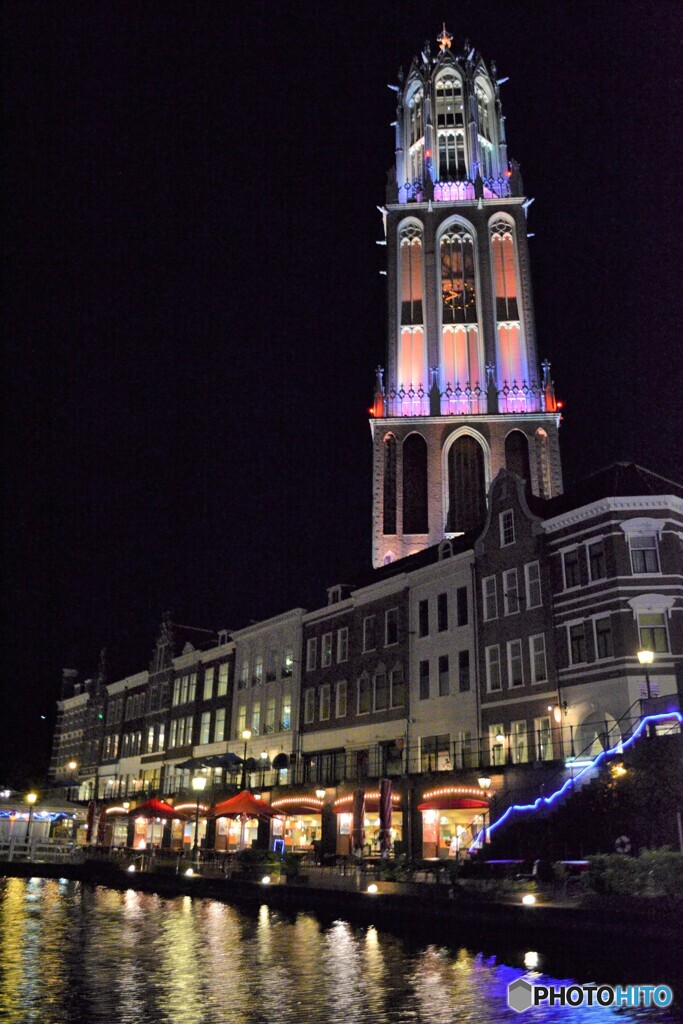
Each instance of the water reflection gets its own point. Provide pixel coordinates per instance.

---

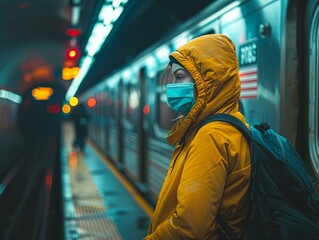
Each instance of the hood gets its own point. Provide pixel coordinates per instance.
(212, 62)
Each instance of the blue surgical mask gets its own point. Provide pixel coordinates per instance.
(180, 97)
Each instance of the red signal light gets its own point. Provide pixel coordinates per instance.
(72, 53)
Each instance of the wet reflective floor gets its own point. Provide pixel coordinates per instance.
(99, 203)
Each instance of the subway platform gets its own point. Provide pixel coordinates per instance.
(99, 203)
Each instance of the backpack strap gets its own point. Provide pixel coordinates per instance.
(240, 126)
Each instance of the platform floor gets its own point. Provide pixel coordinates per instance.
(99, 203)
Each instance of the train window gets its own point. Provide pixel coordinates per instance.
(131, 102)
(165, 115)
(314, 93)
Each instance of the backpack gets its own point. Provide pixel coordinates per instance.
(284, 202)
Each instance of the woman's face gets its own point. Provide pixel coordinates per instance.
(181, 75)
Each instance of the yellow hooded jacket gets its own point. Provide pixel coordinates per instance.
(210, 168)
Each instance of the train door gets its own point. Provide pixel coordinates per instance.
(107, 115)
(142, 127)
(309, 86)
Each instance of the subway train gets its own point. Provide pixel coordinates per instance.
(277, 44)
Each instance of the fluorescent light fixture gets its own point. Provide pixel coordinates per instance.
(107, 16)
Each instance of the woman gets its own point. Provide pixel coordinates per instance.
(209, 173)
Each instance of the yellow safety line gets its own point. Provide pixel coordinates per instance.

* * *

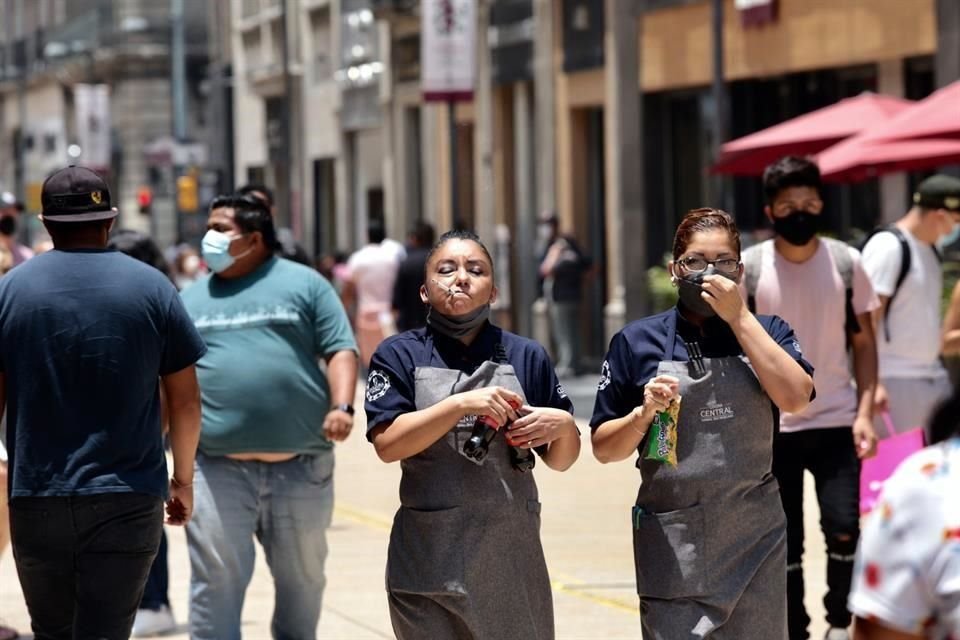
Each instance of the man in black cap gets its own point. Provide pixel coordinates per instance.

(Exercise brief): Gather every line in the records that contains the word "subway", and copy each of those lines in full.

(Answer):
Each instance of the subway platform gets its own point. Provide pixel coordinates per instance.
Each instance of the subway train gets its own point. Provide pixel coordinates per instance.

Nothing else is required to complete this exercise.